PERNYATAAN TUGAS: Sajikan bagian data yang dimulai dari baris pertama dan berakhir pada baris yang memuat "[529,726,609,744]", kedua ujungnya ikut disertakan, sebagai tabel Markdown dengan kolom No dan Baris. Lewati baris yang kosong.

Data deteksi objek:
- - -

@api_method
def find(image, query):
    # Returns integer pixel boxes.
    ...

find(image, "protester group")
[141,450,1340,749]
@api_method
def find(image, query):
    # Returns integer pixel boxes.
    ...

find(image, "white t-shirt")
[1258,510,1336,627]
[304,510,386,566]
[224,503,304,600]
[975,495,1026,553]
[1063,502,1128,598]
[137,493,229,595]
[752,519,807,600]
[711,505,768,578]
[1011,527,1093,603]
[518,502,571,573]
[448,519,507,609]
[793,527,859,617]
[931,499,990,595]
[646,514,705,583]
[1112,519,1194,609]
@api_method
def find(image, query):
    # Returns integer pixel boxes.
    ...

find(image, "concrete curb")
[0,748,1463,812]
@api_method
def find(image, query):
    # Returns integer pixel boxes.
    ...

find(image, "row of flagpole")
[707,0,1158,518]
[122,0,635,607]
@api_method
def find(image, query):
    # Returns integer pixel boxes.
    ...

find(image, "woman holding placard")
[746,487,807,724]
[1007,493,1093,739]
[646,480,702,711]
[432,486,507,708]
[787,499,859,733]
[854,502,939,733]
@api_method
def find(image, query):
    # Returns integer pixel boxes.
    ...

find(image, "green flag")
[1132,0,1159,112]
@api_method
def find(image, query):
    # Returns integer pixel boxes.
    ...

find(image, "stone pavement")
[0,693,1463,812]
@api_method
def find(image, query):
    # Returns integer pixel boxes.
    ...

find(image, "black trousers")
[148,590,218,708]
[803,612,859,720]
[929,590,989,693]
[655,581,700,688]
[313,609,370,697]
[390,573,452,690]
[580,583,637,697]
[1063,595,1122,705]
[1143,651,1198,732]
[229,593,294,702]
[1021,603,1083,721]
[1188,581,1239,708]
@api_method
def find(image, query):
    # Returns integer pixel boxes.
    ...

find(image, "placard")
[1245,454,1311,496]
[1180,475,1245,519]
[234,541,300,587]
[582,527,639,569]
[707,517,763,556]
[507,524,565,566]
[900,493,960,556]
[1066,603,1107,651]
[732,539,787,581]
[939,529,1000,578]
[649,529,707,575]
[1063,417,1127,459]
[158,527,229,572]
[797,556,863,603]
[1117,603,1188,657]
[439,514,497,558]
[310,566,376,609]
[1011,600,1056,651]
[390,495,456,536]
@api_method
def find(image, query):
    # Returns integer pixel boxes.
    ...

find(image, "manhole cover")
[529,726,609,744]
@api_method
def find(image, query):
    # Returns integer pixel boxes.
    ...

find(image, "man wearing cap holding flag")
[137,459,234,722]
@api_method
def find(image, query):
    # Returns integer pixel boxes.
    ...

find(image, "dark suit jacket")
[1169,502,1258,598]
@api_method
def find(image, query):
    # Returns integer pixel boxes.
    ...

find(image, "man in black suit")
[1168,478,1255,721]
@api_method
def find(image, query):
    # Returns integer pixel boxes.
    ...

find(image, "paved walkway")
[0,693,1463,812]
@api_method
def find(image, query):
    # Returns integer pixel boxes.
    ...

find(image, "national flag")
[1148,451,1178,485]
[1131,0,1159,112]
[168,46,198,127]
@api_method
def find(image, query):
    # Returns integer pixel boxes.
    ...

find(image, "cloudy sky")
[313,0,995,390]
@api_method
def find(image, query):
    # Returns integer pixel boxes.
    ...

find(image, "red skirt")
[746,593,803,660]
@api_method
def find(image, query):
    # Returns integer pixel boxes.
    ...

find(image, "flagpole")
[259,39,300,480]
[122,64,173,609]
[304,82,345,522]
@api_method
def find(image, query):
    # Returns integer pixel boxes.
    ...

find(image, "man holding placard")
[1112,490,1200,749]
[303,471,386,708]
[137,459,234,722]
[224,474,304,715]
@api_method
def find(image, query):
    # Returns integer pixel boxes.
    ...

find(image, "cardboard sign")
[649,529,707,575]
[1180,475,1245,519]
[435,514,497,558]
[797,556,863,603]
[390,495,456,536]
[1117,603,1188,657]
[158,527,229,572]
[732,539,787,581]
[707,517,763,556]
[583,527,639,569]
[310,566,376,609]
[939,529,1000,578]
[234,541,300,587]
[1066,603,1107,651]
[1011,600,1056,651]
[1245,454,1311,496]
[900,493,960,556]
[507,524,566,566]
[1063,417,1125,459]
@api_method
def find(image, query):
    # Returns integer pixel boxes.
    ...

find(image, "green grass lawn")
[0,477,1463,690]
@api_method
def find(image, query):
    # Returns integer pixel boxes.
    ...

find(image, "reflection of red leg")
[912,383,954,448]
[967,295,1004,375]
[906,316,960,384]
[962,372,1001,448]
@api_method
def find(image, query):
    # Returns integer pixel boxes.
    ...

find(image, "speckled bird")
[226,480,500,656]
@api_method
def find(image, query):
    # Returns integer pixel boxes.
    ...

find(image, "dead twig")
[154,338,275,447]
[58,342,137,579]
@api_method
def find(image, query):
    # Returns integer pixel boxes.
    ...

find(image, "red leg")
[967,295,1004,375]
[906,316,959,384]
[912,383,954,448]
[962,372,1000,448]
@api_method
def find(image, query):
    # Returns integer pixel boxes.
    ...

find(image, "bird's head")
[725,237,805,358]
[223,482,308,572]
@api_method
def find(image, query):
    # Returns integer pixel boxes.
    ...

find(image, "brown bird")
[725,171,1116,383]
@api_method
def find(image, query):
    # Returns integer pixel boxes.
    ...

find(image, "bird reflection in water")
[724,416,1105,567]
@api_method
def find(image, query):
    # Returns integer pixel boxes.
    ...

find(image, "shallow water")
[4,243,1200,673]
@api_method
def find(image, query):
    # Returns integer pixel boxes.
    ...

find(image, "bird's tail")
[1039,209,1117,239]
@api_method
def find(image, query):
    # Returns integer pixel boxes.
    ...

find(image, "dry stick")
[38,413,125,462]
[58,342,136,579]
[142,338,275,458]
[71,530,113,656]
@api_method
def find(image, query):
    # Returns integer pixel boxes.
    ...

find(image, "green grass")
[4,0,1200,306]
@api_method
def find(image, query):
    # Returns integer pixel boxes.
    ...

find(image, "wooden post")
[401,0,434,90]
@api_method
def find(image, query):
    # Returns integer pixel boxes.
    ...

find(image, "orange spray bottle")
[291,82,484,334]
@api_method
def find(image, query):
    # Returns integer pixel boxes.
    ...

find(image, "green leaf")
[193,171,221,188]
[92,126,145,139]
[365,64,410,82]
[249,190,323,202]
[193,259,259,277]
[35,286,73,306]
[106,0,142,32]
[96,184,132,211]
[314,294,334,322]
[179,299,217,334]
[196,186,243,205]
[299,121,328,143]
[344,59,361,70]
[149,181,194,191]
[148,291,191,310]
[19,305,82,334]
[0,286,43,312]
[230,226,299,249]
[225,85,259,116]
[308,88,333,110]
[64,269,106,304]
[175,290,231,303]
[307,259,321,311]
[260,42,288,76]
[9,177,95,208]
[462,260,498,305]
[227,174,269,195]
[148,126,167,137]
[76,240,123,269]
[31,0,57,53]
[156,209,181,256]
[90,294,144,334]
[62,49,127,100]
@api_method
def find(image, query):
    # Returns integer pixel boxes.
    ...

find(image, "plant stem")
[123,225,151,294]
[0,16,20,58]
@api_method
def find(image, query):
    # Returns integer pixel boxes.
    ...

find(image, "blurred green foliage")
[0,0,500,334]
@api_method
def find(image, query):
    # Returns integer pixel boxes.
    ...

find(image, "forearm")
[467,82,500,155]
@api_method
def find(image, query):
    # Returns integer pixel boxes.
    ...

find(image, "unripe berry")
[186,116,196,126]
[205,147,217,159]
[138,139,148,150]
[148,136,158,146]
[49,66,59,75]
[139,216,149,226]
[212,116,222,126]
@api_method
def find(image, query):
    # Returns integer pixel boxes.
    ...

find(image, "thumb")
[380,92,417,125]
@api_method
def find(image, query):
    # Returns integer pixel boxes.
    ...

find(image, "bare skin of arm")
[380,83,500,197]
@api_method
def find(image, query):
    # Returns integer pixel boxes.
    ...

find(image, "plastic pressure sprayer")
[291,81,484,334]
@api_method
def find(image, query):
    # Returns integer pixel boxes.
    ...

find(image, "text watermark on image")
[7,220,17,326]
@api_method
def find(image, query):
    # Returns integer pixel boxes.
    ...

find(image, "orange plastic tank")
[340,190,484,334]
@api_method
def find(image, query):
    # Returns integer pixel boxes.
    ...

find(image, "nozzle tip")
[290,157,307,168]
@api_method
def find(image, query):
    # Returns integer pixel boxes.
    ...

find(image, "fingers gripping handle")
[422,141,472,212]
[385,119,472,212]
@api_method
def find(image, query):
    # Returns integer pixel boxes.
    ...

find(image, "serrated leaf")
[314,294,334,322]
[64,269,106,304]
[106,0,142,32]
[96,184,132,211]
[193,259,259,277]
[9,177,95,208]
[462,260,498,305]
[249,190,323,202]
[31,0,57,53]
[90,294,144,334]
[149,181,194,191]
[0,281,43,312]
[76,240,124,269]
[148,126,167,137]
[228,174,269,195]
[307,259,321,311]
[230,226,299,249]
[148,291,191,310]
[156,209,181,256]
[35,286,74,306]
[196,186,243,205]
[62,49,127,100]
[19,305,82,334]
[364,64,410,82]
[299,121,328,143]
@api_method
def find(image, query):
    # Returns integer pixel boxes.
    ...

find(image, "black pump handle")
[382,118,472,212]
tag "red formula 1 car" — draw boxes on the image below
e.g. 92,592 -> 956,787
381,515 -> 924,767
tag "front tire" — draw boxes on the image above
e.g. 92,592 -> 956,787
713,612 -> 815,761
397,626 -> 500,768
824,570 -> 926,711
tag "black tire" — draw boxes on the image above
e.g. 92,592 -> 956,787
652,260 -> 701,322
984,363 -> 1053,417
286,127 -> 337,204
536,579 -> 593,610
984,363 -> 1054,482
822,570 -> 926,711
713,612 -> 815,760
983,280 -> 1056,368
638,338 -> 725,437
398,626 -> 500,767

- - -

PENYELESAIAN:
| No | Baris |
|---|---|
| 1 | @api_method |
| 2 | def find(image, query): |
| 3 |     # Returns integer pixel boxes. |
| 4 |     ... |
| 5 | find(image, "protester group") |
| 6 | [141,450,1340,749] |
| 7 | @api_method |
| 8 | def find(image, query): |
| 9 |     # Returns integer pixel boxes. |
| 10 |     ... |
| 11 | find(image, "white t-shirt") |
| 12 | [1258,510,1336,627] |
| 13 | [304,510,386,566] |
| 14 | [224,503,304,600] |
| 15 | [975,495,1026,553] |
| 16 | [1063,502,1128,598] |
| 17 | [137,493,229,595] |
| 18 | [752,519,807,600] |
| 19 | [711,505,768,578] |
| 20 | [1011,527,1093,603] |
| 21 | [518,502,571,573] |
| 22 | [448,519,507,609] |
| 23 | [793,527,859,617] |
| 24 | [931,499,990,595] |
| 25 | [646,514,705,583] |
| 26 | [1112,519,1194,609] |
| 27 | @api_method |
| 28 | def find(image, query): |
| 29 |     # Returns integer pixel boxes. |
| 30 |     ... |
| 31 | find(image, "concrete curb") |
| 32 | [0,748,1463,812] |
| 33 | @api_method |
| 34 | def find(image, query): |
| 35 |     # Returns integer pixel boxes. |
| 36 |     ... |
| 37 | find(image, "row of flagpole") |
| 38 | [707,0,1158,518] |
| 39 | [122,0,635,607] |
| 40 | @api_method |
| 41 | def find(image, query): |
| 42 |     # Returns integer pixel boxes. |
| 43 |     ... |
| 44 | find(image, "woman holding placard") |
| 45 | [746,487,807,724] |
| 46 | [1007,493,1093,739] |
| 47 | [646,480,702,711] |
| 48 | [432,486,507,708] |
| 49 | [787,499,859,733] |
| 50 | [854,502,939,733] |
| 51 | @api_method |
| 52 | def find(image, query): |
| 53 |     # Returns integer pixel boxes. |
| 54 |     ... |
| 55 | find(image, "green flag") |
| 56 | [1132,0,1159,112] |
| 57 | @api_method |
| 58 | def find(image, query): |
| 59 |     # Returns integer pixel boxes. |
| 60 |     ... |
| 61 | find(image, "stone pavement") |
| 62 | [0,693,1463,812] |
| 63 | @api_method |
| 64 | def find(image, query): |
| 65 |     # Returns integer pixel boxes. |
| 66 |     ... |
| 67 | find(image, "black trousers") |
| 68 | [148,590,218,708] |
| 69 | [803,612,859,720] |
| 70 | [929,590,989,693] |
| 71 | [655,581,700,688] |
| 72 | [313,609,370,697] |
| 73 | [390,573,452,690] |
| 74 | [580,583,637,697] |
| 75 | [1063,595,1122,705] |
| 76 | [1143,651,1198,732] |
| 77 | [229,593,294,702] |
| 78 | [1021,603,1083,721] |
| 79 | [1188,581,1239,708] |
| 80 | @api_method |
| 81 | def find(image, query): |
| 82 |     # Returns integer pixel boxes. |
| 83 |     ... |
| 84 | find(image, "placard") |
| 85 | [1245,454,1311,496] |
| 86 | [1180,475,1245,519] |
| 87 | [234,541,300,587] |
| 88 | [582,527,639,569] |
| 89 | [707,517,763,556] |
| 90 | [507,524,565,566] |
| 91 | [900,493,960,556] |
| 92 | [1066,603,1107,651] |
| 93 | [732,539,787,581] |
| 94 | [939,529,1000,578] |
| 95 | [649,529,707,575] |
| 96 | [1063,417,1127,459] |
| 97 | [158,527,229,572] |
| 98 | [797,556,863,603] |
| 99 | [1117,603,1188,657] |
| 100 | [439,514,497,558] |
| 101 | [310,566,376,609] |
| 102 | [1011,600,1056,651] |
| 103 | [390,495,456,536] |
| 104 | @api_method |
| 105 | def find(image, query): |
| 106 |     # Returns integer pixel boxes. |
| 107 |     ... |
| 108 | find(image, "manhole cover") |
| 109 | [529,726,609,744] |